■ What is being asked
Write out everything in the material from its first line down through the line containing "(200, 117), (306, 207)" as a numbered list, leaving out any blank lines.

Records of labeled boxes

***

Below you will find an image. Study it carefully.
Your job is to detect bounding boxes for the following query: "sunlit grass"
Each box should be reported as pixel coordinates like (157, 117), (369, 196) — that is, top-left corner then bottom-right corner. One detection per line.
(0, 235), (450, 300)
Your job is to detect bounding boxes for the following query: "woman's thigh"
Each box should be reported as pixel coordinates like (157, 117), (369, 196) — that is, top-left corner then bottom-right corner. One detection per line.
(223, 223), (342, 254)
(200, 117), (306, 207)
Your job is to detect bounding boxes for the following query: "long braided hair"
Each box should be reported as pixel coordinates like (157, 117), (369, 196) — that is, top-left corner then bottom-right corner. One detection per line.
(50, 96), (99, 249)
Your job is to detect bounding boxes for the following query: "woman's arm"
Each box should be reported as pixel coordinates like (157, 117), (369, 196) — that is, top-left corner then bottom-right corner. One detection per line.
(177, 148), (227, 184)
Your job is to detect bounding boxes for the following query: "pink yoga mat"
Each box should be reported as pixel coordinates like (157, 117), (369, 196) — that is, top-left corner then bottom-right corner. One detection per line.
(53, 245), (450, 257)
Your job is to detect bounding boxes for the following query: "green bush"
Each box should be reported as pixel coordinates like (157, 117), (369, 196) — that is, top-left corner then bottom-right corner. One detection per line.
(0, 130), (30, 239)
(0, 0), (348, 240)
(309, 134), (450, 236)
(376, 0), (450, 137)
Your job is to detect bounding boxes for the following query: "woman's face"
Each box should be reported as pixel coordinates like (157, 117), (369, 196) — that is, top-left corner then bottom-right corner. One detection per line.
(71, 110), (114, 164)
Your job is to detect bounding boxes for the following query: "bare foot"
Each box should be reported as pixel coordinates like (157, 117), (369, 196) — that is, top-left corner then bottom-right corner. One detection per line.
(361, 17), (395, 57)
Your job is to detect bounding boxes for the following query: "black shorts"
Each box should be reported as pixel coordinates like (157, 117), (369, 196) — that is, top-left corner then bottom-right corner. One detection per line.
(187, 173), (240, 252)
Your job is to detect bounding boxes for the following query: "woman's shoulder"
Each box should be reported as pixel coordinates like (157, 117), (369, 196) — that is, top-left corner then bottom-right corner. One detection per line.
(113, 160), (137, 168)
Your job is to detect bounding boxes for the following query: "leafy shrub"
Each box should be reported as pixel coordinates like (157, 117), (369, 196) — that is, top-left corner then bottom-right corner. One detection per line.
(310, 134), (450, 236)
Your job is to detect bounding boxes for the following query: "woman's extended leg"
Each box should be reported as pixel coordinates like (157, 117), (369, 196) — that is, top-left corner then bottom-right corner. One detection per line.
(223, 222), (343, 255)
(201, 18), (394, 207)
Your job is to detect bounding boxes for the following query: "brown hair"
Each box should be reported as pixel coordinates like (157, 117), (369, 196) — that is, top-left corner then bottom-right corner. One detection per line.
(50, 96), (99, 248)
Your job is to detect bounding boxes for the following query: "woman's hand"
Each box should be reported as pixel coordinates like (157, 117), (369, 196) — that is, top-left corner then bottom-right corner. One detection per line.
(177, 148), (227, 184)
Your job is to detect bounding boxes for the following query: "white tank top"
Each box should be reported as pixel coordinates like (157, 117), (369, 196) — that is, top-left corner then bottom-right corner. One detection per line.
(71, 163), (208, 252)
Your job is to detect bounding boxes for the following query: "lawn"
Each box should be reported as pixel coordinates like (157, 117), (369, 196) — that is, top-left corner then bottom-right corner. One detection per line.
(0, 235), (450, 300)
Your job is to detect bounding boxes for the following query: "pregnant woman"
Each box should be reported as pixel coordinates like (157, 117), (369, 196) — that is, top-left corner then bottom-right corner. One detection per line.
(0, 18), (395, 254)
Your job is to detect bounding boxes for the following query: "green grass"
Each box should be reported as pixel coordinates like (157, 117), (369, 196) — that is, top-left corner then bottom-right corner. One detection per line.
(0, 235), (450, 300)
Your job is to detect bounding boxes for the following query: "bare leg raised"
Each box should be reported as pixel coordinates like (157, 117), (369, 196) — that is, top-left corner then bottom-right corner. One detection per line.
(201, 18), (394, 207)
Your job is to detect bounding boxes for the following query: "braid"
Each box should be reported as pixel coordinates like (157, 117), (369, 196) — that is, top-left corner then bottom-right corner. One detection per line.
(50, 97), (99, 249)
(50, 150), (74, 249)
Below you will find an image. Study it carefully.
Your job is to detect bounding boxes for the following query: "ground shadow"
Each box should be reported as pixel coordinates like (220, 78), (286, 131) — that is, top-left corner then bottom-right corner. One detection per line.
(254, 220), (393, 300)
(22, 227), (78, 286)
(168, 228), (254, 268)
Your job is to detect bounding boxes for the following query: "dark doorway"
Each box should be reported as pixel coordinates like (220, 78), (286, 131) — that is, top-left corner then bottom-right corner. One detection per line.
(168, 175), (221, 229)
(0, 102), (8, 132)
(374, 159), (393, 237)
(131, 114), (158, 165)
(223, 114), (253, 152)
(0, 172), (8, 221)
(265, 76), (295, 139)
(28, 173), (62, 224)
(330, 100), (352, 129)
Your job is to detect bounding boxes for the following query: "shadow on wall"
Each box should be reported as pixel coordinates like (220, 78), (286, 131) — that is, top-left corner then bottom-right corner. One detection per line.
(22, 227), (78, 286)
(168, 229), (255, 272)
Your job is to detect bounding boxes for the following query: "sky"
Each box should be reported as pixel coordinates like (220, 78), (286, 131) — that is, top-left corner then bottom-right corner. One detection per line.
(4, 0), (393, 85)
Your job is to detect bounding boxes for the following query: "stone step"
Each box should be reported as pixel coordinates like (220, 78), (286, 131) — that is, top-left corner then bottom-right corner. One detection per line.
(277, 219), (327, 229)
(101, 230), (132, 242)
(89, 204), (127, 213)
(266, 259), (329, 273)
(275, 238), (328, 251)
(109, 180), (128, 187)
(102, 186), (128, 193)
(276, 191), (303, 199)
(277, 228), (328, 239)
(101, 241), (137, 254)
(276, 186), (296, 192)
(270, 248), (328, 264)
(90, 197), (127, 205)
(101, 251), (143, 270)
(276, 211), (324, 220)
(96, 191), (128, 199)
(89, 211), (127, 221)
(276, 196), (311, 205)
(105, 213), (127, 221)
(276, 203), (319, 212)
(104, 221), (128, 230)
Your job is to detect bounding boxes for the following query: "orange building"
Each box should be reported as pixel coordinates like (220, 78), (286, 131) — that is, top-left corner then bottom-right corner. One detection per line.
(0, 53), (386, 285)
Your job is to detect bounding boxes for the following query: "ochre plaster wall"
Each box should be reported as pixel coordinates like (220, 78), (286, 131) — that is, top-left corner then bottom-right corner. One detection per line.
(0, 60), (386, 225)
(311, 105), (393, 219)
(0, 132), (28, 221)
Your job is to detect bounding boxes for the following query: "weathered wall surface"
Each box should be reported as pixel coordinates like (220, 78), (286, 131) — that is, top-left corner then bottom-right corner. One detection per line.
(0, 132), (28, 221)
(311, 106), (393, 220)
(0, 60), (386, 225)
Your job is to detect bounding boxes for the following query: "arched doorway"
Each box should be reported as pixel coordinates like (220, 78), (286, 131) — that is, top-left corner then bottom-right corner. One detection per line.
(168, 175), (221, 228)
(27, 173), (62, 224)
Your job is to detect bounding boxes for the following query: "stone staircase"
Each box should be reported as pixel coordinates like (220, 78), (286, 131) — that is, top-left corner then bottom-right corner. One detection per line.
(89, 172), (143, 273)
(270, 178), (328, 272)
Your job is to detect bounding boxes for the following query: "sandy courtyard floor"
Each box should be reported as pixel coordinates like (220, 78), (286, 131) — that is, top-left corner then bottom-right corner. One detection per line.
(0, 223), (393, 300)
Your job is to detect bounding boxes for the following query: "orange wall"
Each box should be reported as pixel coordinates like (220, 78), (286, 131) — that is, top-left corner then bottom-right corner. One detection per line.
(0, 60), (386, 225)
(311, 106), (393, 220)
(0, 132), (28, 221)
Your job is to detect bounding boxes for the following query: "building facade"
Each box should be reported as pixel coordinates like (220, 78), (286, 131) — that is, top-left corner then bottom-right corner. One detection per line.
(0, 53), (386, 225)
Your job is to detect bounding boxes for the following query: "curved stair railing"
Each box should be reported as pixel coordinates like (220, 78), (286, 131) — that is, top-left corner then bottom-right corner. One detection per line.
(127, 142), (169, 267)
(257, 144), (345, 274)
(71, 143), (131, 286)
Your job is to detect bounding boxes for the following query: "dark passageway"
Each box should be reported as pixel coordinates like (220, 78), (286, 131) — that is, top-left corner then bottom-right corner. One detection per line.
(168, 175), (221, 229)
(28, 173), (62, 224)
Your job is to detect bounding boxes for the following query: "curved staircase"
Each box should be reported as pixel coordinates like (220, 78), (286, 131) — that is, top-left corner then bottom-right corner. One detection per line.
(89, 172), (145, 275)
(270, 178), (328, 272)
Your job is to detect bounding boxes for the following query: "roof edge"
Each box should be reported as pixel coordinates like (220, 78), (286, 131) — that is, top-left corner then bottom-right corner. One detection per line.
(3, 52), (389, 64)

***

■ Exercise solution
1. Below you will find an image. Study it carefully.
2. Your job is to detect bounding boxes for the following query: "sunlit grass"
3. Each box should be reported as pixel coordinates like (157, 117), (369, 196) — that is, top-left corner then bottom-right corner. One detection per line.
4. (0, 235), (450, 300)
5. Your job is to detect bounding boxes for the following query: "woman's thigh"
6. Each box should be reported as pixel coordinates like (157, 117), (369, 196) — that is, top-left corner then bottom-right corner. One detection per line.
7. (223, 223), (342, 254)
8. (200, 117), (306, 207)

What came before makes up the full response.